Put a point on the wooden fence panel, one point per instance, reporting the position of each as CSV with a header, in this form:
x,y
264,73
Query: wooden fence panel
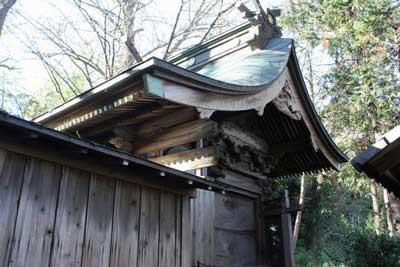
x,y
167,230
97,245
36,215
125,236
70,219
203,227
11,174
149,228
59,216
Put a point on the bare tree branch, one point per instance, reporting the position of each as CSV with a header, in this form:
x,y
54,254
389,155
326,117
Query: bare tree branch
x,y
171,38
5,6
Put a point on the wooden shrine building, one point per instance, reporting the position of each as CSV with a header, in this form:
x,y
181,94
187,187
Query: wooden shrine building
x,y
170,163
381,161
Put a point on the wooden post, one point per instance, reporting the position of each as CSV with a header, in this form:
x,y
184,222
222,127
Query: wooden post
x,y
287,233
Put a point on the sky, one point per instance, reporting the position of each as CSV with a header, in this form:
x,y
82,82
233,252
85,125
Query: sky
x,y
30,74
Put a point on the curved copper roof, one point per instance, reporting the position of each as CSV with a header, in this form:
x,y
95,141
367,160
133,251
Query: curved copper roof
x,y
226,69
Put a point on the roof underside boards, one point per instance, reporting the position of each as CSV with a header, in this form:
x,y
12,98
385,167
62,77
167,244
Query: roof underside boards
x,y
381,161
65,149
226,73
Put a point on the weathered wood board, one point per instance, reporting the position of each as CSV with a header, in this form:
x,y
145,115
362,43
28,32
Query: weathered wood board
x,y
11,174
70,219
36,215
235,231
126,224
97,247
149,228
58,216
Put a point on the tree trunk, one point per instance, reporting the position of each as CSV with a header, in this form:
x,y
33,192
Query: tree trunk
x,y
299,213
5,6
395,207
375,203
130,7
389,217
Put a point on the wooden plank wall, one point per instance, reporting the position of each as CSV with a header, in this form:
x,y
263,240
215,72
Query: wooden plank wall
x,y
58,216
224,230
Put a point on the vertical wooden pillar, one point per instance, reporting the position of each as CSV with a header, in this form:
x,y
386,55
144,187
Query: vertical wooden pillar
x,y
287,233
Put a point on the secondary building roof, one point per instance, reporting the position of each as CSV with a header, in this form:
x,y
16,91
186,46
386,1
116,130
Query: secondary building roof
x,y
381,161
249,69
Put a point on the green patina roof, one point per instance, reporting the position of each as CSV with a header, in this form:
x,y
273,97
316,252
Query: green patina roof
x,y
251,68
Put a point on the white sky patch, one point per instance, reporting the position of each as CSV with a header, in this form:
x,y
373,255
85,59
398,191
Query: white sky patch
x,y
31,74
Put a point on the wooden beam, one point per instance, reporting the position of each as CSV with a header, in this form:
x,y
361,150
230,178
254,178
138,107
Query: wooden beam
x,y
178,135
190,160
121,120
242,137
291,209
290,147
172,119
287,233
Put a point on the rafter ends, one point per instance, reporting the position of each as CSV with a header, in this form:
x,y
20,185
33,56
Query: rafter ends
x,y
314,143
285,102
260,110
205,113
153,85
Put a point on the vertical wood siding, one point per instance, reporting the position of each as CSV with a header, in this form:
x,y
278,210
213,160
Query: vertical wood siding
x,y
224,230
58,216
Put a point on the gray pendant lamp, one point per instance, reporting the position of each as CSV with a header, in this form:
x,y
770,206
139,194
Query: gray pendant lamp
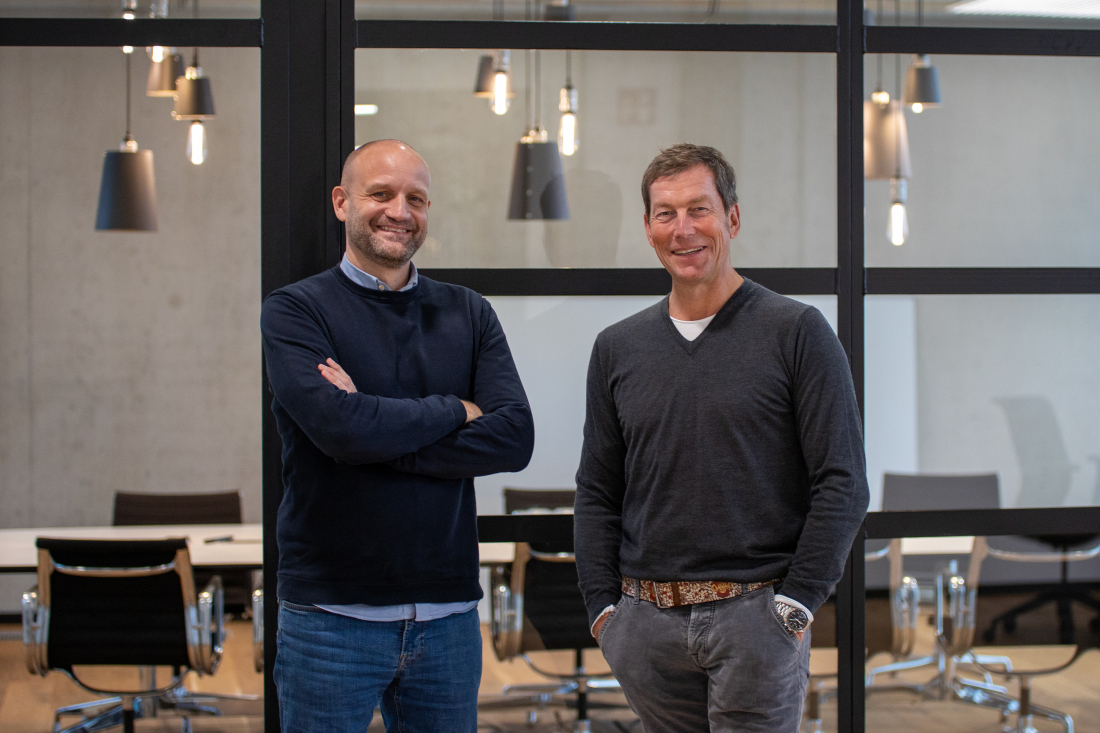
x,y
163,75
922,80
886,141
483,85
128,188
194,97
922,85
538,186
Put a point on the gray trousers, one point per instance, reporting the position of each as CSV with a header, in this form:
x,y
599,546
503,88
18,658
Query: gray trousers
x,y
723,666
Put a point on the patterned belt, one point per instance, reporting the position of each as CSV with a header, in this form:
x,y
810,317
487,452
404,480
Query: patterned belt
x,y
667,595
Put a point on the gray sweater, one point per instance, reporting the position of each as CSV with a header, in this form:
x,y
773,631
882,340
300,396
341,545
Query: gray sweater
x,y
734,457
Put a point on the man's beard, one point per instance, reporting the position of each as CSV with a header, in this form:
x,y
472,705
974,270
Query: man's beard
x,y
375,249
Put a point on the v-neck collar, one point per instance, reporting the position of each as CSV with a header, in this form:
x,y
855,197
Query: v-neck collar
x,y
725,314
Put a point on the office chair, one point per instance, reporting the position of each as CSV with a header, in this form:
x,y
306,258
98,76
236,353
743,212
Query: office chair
x,y
1045,477
221,507
119,602
238,586
536,604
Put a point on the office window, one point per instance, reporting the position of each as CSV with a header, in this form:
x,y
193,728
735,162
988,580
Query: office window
x,y
1003,174
683,11
987,383
772,115
129,361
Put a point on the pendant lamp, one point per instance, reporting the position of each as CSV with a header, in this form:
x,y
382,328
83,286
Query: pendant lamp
x,y
163,75
538,186
568,139
483,85
922,85
128,188
922,80
886,141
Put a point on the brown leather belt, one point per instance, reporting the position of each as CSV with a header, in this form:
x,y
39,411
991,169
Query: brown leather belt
x,y
667,595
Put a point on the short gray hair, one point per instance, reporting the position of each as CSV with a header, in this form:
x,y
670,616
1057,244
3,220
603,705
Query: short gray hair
x,y
683,156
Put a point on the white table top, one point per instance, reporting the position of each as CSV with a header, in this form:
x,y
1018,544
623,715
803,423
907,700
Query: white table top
x,y
18,553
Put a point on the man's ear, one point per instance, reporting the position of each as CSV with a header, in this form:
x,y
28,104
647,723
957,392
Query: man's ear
x,y
735,220
340,203
645,222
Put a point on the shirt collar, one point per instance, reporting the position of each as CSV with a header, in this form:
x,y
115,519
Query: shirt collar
x,y
369,281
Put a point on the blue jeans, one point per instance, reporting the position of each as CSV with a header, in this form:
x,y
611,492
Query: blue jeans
x,y
332,671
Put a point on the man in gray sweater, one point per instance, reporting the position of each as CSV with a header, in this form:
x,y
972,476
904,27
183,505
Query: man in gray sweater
x,y
722,479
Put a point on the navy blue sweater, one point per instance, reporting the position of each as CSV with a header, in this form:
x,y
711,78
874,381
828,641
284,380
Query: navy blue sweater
x,y
378,504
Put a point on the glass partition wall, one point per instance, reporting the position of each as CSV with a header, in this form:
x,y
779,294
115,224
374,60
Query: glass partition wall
x,y
960,323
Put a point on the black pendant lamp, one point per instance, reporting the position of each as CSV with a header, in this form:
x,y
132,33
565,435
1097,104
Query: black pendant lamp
x,y
538,186
128,188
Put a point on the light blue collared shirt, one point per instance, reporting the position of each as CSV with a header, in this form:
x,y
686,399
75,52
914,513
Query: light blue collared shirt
x,y
366,280
405,611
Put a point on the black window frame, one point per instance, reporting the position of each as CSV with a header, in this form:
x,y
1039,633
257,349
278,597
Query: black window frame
x,y
307,127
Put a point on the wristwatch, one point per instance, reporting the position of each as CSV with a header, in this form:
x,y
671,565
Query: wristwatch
x,y
795,620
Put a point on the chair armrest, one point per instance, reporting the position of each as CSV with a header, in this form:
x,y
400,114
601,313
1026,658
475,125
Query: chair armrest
x,y
257,628
1013,556
35,632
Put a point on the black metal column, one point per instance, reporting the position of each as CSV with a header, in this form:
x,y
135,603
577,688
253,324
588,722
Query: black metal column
x,y
849,163
307,124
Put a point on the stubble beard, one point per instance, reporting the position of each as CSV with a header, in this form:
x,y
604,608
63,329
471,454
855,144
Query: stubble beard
x,y
377,250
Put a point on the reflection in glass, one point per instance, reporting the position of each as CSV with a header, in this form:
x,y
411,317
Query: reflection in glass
x,y
987,384
772,115
996,184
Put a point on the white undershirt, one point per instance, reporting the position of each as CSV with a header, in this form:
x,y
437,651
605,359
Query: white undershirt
x,y
691,329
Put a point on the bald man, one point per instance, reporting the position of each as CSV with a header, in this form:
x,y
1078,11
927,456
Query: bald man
x,y
391,393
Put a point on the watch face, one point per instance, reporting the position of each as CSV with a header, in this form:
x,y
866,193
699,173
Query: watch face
x,y
798,620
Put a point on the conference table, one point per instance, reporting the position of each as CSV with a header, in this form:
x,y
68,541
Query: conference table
x,y
210,545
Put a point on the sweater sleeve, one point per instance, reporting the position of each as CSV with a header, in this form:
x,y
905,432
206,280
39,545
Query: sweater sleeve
x,y
353,428
831,433
503,438
601,484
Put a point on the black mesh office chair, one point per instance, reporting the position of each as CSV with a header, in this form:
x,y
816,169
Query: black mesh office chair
x,y
536,604
119,602
221,507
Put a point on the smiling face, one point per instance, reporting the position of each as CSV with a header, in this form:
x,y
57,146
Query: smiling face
x,y
383,200
690,229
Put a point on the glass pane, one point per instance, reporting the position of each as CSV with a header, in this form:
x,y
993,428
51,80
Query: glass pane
x,y
114,9
772,116
945,608
1066,14
816,12
1002,173
129,361
987,384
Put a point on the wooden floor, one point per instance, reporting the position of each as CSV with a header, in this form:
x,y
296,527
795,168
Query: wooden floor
x,y
26,702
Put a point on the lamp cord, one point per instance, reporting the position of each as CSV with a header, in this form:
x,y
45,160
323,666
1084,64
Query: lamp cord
x,y
128,95
538,90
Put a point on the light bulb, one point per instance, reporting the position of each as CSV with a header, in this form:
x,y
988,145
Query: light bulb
x,y
499,104
898,229
196,143
567,134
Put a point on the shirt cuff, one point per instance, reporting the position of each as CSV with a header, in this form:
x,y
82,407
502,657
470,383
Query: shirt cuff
x,y
791,601
603,614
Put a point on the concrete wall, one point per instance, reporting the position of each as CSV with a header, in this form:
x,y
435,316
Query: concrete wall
x,y
132,361
128,361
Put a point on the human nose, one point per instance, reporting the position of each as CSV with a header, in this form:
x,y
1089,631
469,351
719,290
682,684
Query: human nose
x,y
684,226
397,208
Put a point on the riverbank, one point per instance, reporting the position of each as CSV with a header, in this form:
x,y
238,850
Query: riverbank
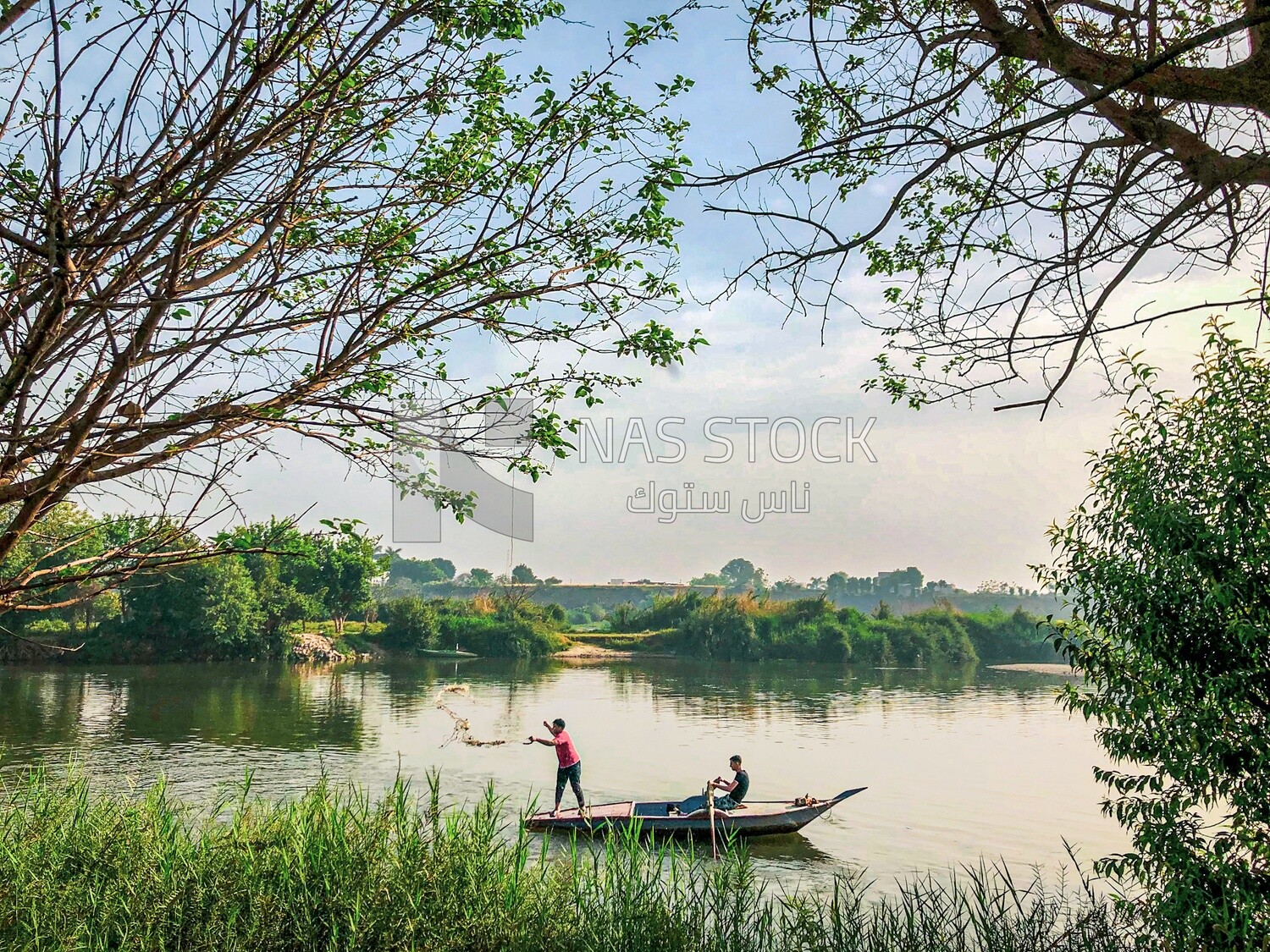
x,y
334,870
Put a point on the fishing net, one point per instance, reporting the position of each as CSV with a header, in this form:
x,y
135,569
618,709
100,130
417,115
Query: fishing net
x,y
462,731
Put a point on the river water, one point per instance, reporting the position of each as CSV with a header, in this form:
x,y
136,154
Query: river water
x,y
960,766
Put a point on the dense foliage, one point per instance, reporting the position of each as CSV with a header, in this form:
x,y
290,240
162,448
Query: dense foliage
x,y
1168,568
228,221
739,627
334,871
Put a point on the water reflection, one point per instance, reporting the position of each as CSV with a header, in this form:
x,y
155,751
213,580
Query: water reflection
x,y
959,763
266,706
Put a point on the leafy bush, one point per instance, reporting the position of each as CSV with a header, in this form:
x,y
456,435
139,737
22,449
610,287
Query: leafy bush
x,y
409,624
335,871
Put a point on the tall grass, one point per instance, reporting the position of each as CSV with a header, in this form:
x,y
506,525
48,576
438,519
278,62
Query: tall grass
x,y
334,870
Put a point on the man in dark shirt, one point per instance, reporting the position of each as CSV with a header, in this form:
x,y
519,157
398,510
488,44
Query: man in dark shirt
x,y
736,789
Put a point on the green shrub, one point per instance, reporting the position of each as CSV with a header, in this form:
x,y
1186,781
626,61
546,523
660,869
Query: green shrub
x,y
409,624
335,871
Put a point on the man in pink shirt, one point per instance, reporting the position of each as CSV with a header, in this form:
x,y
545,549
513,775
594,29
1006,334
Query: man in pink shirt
x,y
569,763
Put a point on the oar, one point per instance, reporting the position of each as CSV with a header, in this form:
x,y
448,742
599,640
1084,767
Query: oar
x,y
714,845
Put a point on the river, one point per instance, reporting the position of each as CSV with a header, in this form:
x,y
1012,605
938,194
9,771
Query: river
x,y
960,766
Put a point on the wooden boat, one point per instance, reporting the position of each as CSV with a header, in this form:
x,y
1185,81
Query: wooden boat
x,y
691,817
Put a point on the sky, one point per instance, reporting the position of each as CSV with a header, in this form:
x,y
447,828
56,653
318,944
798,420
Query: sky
x,y
963,493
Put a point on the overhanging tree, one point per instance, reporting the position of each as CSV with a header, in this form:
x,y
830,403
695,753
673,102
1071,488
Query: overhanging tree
x,y
1166,566
1008,172
223,221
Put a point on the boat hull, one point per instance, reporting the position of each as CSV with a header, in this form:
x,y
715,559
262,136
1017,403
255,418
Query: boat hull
x,y
654,817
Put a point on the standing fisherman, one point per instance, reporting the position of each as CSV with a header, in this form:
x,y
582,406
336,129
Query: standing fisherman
x,y
571,764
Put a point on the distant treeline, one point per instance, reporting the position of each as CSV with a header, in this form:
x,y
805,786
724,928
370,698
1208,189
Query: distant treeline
x,y
269,581
741,627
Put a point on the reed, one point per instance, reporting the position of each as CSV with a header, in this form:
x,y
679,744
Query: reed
x,y
337,870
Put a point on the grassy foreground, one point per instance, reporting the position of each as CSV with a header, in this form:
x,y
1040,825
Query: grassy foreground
x,y
334,870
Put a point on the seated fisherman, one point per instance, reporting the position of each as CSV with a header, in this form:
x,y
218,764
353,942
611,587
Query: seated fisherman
x,y
736,789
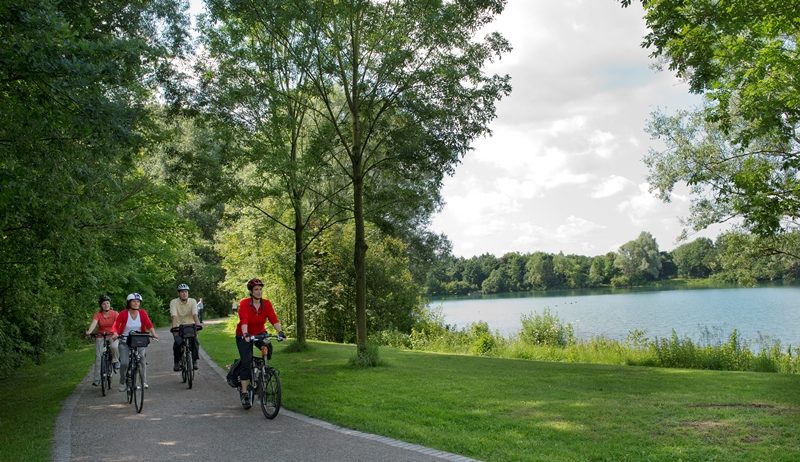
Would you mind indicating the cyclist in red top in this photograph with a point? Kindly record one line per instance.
(103, 320)
(254, 312)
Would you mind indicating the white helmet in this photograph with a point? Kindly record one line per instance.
(134, 296)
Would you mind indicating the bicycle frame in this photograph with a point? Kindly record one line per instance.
(187, 331)
(134, 377)
(265, 380)
(106, 363)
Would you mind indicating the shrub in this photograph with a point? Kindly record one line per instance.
(368, 356)
(546, 329)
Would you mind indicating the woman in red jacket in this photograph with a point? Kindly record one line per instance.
(254, 312)
(132, 319)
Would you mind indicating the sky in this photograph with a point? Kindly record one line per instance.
(563, 169)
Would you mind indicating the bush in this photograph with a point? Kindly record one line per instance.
(368, 356)
(546, 329)
(394, 338)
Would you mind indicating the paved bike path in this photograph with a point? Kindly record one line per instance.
(206, 423)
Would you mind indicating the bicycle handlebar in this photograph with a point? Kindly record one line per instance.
(177, 329)
(266, 336)
(100, 334)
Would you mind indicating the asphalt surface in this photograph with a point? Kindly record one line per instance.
(206, 423)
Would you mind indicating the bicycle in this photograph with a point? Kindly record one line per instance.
(134, 376)
(106, 363)
(266, 381)
(187, 331)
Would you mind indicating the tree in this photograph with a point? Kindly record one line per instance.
(602, 269)
(740, 153)
(695, 259)
(402, 85)
(252, 85)
(540, 273)
(639, 260)
(80, 209)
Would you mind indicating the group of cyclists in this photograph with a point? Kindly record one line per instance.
(254, 312)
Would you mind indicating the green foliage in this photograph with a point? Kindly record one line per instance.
(544, 337)
(738, 153)
(82, 211)
(639, 260)
(367, 355)
(695, 259)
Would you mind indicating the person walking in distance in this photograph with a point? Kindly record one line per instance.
(183, 310)
(254, 311)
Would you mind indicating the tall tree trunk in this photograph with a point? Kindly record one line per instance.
(360, 255)
(299, 287)
(357, 159)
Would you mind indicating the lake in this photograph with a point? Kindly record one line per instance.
(761, 312)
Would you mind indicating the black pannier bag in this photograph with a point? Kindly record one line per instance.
(233, 374)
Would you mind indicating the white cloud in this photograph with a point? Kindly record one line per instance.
(640, 206)
(574, 227)
(612, 185)
(563, 169)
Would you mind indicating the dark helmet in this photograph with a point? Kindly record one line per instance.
(254, 282)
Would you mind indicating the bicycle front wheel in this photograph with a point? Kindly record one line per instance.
(189, 368)
(104, 374)
(270, 394)
(138, 389)
(109, 371)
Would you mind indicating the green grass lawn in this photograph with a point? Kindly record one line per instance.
(486, 408)
(31, 401)
(504, 409)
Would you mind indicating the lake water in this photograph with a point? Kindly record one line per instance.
(763, 312)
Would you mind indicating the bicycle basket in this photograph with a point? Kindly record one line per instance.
(188, 331)
(138, 340)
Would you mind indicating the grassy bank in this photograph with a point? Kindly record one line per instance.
(32, 399)
(486, 408)
(505, 409)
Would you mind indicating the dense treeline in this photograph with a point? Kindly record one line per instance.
(307, 149)
(283, 153)
(735, 257)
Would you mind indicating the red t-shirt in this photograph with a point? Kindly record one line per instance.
(122, 321)
(105, 322)
(255, 320)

+++

The request.
Take the lines from the one containing "Would you mind indicating the green grass" to the last line of the material above and write them out exactly.

Written solution.
Would you mind indicating the green grass lawn in this photograph with a point? Kindly record one line per instance.
(486, 408)
(31, 401)
(504, 409)
Would you mind indicating the lake water in this photograph with a point? Kindly record one line per instance.
(763, 312)
Would you mind indicating the bicycle basket in this photograph with a point? Kindly record one line per instance.
(188, 331)
(138, 340)
Would you mind indicating the grassy bank in this photograph with a point? Kindly record one line per instance.
(32, 399)
(486, 408)
(505, 409)
Would you mind indicating the dense treeline in this photograph with a point? Kindly record one line per instance.
(307, 149)
(283, 153)
(735, 257)
Would you mind indicating the red t-shirt in this photograph with a point? Kindly record one line per instance.
(122, 321)
(105, 322)
(255, 320)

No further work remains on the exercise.